[EXTRAIT]
Nicole Bricq nous a quittés alors que, toujours déterminée et infatigable, elle avait siégé parmi nous quelques jours plus tôt, jusqu’au terme de la session extraordinaire.
C’était une femme de caractère, au sens le plus élevé du terme, dont la compétence était unanimement reconnue sur toutes les travées de notre assemblée.
Nicole Bricq a voué sa vie entière à son engagement politique en faveur des valeurs auxquelles elle croyait, exerçant des responsabilités publiques de haut niveau, au sein du parti socialiste, comme élue locale, comme parlementaire et comme ministre.
Née à La Rochefoucauld, cette fille d’agriculteurs quitta sa Charente natale pour faire des études de droit à Bordeaux, où elle obtint une maîtrise de droit privé.
Alors qu’elle n’avait que 21 ans, elle ressentit la nécessité d’un engagement politique et, en 1972, adhéra au parti socialiste pour défendre les idées qui lui tenaient à cœur.
Son frère, Lucien Vayssière, parle d’elle en ces termes : « Nicole a toujours aimé la politique. C’était une vocation. » Sa détermination sans faille était, à ses yeux, le fruit d’une éducation familiale où trois valeurs primaient : le travail, la responsabilité, l’austérité.
Au sein du parti socialiste, Nicole Bricq gravit successivement tous les échelons. Elle fut première secrétaire fédérale, membre du comité directeur, membre du conseil national, secrétaire nationale chargée de la consommation, déléguée nationale chargée de la fiscalité locale et membre des équipes de campagne pour l’élection présidentielle de Lionel Jospin et de François Hollande.
L’engagement militant de Nicole Bricq déboucha logiquement, en 1986, sur un premier mandat électif, celui de conseillère régionale d’Île-de-France, mandat qui devait être suivi de beaucoup d’autres.
Son engagement politique la conduisit aussi à devenir, en 1988, conseillère technique chargée des relations avec le Parlement et les élus au cabinet de notre ancien collègue Jean-Pierre Chevènement, alors ministre de la défense, puis conseillère technique pour les relations avec le Parlement au cabinet de Ségolène Royal au ministère de l’environnement, en 1992.

[DONNÉES FOURNIES]
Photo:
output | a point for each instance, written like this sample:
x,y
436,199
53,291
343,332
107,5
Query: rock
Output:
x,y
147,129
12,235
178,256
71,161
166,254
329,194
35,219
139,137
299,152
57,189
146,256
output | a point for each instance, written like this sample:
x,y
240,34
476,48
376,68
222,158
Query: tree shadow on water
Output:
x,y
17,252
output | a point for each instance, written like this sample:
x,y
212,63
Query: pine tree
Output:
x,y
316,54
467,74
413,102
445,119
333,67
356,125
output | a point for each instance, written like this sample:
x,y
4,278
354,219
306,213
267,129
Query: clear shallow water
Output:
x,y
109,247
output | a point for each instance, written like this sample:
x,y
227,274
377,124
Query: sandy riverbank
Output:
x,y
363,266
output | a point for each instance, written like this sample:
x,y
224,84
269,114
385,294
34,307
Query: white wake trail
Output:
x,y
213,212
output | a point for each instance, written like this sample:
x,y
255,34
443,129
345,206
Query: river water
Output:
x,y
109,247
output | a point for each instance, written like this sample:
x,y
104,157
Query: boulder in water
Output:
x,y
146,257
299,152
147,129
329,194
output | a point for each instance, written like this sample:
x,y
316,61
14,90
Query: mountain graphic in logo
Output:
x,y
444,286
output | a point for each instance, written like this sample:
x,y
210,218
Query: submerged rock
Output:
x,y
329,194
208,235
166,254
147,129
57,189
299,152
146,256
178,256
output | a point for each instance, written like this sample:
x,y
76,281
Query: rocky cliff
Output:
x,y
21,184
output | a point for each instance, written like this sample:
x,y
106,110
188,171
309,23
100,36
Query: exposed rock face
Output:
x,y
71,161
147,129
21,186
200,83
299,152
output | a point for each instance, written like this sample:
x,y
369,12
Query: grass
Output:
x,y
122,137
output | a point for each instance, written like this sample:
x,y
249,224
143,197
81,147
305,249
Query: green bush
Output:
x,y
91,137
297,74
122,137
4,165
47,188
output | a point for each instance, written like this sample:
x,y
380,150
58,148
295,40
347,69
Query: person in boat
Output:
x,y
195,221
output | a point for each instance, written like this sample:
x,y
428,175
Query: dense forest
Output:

[TRAVAIL À FAIRE]
1 > Répondez à ces questions sur l'extrait consacré à Nicole Bricq :
(a) Dans quelle ville a-t-elle obtenu sa maîtrise de droit privé ?
(b) En quelle année a-t-elle adhéré au parti socialiste ?
(c) Quel fut son premier mandat électif, obtenu en 1986 ?
2 > Poursuivez l'extrait consacré à Nicole Bricq à partir de sa dernière phrase.
Ces enregistrements n'ont aucun lien avec l'extrait.

[RÉPONSES PAR CONSIGNE]
1 >
(a) À Bordeaux.
(b) En 1972.
(c) Conseillère régionale d'Île-de-France.

2 >
C’est forte de cette première expérience du monde parlementaire que Nicole Bricq fit son entrée à l’Assemblée nationale, en 1997, comme députée de Seine-et-Marne. Elle siégea d'abord à la commission de la production et des échanges, puis à la commission des finances, où elle fut notamment membre de la mission d’évaluation et de contrôle sur la dépense publique.
Elle commença alors à se forger une solide compétence en matière de finances publiques et fut notamment l’auteur, en 1998, d’un rapport d’information sur la fiscalité environnementale, suggérant une réforme de la fiscalité au service de l’environnement et un renforcement de l’application du principe « pollueur-payeur ».
Après avoir rejoint le conseil municipal de Meaux, en 2001, Nicole Bricq fut élue sénatrice de Seine-et-Marne, en 2004. Réélue en 2011, elle siégea sans interruption dans notre assemblée jusqu’à sa nomination au Gouvernement en 2012.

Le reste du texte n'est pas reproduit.